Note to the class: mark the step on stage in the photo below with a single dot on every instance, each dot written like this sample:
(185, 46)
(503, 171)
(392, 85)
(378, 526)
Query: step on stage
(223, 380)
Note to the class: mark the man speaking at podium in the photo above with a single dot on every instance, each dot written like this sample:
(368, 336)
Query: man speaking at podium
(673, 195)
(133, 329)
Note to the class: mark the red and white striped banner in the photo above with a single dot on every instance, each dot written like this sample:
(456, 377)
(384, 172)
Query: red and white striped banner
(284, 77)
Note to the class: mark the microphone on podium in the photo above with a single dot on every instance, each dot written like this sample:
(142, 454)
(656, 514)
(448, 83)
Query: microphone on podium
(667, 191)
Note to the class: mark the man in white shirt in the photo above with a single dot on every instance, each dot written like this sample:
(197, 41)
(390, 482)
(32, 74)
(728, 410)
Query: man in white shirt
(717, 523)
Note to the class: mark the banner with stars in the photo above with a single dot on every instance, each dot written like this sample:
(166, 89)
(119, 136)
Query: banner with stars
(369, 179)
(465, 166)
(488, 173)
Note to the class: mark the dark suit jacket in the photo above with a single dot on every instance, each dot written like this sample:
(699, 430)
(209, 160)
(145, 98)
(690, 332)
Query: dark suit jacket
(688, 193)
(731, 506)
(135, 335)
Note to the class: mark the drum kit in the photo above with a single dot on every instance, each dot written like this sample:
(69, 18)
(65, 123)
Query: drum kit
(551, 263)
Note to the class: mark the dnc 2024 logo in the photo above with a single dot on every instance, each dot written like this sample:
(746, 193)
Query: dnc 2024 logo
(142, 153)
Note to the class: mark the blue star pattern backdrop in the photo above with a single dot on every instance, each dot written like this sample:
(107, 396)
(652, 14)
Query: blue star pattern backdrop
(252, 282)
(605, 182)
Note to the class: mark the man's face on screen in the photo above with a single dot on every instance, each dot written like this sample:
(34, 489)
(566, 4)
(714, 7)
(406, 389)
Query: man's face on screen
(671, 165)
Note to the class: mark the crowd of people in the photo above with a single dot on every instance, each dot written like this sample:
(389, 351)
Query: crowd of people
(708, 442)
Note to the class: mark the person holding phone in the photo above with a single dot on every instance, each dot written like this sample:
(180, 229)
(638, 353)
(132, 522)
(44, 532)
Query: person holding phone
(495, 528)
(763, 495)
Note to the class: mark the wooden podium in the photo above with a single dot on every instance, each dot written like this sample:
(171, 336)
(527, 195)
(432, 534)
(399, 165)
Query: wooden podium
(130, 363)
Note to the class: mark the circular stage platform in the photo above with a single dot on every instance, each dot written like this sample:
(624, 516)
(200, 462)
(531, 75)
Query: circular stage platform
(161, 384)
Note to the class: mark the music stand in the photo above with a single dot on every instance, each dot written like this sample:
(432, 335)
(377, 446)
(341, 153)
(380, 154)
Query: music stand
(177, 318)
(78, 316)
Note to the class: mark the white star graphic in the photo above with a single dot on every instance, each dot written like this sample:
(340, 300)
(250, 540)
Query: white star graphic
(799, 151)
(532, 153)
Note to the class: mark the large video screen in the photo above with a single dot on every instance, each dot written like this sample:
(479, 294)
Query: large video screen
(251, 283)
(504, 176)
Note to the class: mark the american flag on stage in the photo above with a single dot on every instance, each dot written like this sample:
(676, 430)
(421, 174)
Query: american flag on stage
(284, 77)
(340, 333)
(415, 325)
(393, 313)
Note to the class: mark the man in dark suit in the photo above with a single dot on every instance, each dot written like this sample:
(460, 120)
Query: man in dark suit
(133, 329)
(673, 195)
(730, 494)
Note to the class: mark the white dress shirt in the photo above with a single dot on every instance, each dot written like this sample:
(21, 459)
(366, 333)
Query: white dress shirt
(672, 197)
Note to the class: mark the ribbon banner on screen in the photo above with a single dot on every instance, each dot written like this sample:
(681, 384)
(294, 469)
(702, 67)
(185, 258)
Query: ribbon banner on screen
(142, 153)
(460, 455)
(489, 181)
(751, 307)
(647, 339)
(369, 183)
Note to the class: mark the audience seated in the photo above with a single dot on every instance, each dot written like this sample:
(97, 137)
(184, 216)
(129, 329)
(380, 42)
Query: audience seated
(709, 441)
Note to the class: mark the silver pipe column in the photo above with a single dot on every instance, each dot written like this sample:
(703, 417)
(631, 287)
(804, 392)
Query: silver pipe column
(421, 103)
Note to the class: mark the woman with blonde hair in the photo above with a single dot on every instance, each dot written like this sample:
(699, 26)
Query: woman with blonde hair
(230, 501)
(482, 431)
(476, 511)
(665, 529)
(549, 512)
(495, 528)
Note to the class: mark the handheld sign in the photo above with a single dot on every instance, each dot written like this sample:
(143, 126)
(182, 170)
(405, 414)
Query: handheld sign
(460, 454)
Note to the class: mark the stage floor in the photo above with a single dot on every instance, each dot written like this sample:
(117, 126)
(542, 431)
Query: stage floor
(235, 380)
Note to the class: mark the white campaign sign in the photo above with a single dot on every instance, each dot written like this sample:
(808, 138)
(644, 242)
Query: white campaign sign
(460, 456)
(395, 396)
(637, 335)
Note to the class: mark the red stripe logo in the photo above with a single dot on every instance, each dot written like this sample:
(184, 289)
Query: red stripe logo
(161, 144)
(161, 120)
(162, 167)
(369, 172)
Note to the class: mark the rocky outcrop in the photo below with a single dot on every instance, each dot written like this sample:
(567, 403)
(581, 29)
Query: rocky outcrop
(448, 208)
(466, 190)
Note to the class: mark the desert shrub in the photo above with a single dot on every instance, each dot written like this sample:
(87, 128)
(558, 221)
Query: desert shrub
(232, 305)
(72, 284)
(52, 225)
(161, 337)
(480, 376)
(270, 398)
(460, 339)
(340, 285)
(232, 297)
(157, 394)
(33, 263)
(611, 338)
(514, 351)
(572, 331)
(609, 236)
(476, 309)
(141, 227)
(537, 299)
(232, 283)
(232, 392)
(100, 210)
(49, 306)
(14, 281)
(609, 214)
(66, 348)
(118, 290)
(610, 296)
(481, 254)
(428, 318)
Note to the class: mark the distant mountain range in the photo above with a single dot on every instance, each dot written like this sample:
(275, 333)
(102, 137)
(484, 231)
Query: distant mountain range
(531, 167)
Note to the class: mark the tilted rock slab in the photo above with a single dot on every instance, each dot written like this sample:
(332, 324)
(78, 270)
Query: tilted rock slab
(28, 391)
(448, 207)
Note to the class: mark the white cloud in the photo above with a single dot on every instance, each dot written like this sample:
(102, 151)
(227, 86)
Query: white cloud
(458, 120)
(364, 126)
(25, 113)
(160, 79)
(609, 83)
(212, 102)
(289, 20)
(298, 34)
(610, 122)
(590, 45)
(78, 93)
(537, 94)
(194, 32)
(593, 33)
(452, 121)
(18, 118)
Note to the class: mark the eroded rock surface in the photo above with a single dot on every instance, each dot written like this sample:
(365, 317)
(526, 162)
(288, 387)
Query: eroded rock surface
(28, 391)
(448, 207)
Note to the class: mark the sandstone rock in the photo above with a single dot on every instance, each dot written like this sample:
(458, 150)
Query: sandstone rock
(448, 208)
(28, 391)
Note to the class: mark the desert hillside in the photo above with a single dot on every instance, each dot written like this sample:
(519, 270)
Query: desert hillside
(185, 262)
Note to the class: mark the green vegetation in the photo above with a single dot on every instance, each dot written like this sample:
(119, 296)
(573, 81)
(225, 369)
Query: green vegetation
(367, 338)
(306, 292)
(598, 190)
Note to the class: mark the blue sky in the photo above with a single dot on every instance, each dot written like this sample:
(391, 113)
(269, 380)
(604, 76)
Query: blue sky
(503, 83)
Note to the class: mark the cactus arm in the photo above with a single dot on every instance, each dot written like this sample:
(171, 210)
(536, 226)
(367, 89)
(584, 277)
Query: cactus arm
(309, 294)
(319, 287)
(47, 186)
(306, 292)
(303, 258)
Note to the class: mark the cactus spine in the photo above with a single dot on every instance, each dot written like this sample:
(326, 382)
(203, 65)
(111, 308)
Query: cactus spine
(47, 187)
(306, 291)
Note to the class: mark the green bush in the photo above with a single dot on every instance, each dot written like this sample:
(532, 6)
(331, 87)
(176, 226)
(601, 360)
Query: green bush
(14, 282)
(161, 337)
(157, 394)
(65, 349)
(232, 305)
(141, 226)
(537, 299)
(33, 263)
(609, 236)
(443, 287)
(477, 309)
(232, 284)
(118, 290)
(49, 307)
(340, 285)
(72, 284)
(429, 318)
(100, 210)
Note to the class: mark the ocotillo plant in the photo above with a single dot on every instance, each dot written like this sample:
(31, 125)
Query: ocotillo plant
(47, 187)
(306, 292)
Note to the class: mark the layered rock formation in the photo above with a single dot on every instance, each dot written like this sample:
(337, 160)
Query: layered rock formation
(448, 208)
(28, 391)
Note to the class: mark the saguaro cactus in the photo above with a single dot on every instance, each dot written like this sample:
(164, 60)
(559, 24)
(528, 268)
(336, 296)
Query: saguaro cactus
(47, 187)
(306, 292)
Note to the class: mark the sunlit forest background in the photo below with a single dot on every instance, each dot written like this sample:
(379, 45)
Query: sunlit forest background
----
● **WHAT IS REQUIRED**
Reproduce, without alteration, the records above from the line containing "Note to the class: mark the layered" through the end of the records.

● **SOLVED PROBLEM**
Note to the class: mark the layered rock formation in the photo above with a single dot on every instance, each dot written like this sample:
(337, 160)
Query: layered rock formation
(448, 208)
(28, 391)
Note to the class: mark the saguaro cactus in the photo above with a single dot on every instance, each dot written like this sample:
(164, 60)
(559, 24)
(528, 268)
(336, 296)
Query: saguaro cactus
(47, 187)
(306, 292)
Note to the class: mark the sunlit forest background in the photo below with a single dot on every instance, each dot written like this sample:
(379, 45)
Query: sunlit forest background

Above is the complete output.